## STATED TASK
Which lines in the data below contain the string "wooden"? Pull out each of those lines in full.

## MATERIAL FOR THIS EXERCISE
_ _ _
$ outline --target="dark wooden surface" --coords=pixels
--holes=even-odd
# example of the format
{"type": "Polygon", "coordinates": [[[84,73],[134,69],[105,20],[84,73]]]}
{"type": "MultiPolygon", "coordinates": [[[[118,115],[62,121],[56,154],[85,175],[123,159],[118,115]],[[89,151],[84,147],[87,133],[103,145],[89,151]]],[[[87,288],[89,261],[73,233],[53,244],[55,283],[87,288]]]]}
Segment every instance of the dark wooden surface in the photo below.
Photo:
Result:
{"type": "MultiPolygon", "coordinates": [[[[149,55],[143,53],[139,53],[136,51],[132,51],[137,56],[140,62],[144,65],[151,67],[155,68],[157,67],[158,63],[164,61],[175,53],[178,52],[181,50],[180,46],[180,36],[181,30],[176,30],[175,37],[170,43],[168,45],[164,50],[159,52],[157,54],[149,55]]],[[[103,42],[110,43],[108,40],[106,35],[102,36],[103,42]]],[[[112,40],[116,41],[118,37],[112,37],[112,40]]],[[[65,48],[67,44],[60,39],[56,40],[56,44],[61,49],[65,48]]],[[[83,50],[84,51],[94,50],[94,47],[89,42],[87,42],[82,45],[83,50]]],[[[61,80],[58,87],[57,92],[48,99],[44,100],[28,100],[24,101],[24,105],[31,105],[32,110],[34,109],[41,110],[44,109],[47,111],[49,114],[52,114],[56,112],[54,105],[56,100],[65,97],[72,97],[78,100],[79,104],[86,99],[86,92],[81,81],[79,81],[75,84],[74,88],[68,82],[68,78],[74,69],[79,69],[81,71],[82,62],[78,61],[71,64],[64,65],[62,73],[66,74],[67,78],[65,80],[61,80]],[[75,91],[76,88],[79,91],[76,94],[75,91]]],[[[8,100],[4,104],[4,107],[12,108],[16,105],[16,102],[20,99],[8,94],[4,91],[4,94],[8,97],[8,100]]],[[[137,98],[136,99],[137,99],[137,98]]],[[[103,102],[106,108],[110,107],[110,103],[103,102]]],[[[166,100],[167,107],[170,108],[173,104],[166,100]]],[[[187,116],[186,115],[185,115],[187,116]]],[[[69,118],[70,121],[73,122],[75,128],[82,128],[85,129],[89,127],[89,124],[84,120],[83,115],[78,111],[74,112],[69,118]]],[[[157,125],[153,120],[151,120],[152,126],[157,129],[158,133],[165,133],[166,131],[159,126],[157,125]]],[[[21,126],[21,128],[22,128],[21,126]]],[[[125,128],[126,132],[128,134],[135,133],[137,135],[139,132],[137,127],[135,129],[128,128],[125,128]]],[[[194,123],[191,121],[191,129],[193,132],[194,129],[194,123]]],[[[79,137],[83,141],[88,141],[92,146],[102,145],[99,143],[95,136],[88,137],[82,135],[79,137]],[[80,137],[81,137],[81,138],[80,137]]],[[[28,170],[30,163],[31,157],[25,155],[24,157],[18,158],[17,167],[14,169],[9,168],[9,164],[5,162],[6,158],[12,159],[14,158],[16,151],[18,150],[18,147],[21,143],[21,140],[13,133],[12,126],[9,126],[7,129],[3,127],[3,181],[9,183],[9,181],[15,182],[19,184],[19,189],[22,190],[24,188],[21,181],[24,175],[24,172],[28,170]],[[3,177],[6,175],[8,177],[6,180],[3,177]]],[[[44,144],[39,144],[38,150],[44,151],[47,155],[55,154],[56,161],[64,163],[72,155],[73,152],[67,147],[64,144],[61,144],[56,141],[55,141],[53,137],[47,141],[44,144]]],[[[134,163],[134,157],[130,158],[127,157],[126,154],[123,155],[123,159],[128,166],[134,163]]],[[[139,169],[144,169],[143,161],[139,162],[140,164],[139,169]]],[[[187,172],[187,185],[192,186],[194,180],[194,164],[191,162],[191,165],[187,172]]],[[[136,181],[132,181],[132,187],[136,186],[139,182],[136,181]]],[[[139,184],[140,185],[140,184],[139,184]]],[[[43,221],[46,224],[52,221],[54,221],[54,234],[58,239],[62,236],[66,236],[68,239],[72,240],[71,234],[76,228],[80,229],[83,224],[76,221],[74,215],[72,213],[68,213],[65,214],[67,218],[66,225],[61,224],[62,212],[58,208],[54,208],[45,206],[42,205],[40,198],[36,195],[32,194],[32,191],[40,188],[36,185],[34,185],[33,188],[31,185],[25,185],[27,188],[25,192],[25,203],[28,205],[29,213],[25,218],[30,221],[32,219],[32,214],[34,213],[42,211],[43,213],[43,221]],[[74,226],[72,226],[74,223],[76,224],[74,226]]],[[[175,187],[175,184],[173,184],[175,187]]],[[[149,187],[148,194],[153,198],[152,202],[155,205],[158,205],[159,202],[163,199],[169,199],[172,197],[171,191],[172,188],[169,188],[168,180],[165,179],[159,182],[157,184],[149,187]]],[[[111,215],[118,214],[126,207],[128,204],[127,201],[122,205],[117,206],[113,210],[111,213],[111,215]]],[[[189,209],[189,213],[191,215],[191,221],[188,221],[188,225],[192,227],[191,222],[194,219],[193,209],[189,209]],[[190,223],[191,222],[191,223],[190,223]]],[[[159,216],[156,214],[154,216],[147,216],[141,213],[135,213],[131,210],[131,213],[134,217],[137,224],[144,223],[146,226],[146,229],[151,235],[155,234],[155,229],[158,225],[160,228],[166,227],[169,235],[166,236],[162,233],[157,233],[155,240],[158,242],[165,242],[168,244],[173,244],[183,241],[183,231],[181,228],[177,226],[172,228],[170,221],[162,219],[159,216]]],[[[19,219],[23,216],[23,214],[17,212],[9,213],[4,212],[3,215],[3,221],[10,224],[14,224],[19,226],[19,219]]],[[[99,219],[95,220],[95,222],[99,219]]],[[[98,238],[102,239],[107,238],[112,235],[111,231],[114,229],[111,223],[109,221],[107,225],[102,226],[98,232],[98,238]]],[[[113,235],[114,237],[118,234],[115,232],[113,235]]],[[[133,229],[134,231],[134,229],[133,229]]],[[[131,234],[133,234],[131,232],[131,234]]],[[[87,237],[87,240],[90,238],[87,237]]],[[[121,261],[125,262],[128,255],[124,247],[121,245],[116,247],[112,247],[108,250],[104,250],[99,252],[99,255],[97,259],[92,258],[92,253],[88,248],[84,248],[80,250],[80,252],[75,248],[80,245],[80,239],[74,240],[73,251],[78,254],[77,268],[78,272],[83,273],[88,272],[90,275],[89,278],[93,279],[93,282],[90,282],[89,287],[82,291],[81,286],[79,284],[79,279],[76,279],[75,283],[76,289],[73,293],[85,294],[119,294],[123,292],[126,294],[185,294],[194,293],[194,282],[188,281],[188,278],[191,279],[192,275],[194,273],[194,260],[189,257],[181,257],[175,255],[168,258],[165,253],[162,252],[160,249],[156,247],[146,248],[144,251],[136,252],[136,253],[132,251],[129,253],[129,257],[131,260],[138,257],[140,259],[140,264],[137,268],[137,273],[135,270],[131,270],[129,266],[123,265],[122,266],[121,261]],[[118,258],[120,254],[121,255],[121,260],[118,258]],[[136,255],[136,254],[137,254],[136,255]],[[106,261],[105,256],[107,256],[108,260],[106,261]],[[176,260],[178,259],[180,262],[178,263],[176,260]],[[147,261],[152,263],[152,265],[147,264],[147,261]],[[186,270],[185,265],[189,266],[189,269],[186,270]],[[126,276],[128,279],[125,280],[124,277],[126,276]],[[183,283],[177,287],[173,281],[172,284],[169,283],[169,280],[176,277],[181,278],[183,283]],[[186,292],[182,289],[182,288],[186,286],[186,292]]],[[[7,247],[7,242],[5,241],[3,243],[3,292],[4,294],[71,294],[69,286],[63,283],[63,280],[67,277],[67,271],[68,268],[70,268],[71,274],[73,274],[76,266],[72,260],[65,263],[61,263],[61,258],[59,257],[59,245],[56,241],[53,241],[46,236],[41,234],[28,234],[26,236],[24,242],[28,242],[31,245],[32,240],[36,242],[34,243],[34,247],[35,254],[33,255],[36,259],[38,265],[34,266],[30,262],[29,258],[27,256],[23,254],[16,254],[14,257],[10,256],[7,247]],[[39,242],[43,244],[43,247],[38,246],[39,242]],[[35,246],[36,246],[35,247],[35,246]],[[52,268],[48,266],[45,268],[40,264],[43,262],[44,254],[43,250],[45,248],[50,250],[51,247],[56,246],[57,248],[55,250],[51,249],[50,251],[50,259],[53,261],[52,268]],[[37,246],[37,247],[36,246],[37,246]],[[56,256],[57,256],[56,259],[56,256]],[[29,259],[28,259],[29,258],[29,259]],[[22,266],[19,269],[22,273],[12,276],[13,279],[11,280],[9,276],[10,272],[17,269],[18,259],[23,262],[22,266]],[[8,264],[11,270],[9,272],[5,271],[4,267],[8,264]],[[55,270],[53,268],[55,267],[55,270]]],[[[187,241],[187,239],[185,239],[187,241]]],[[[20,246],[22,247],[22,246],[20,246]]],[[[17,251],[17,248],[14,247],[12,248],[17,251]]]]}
_ _ _
## CORRECT RESPONSE
$ outline --target="dark wooden surface" --coords=pixels
Segment every instance of the dark wooden surface in the photo below.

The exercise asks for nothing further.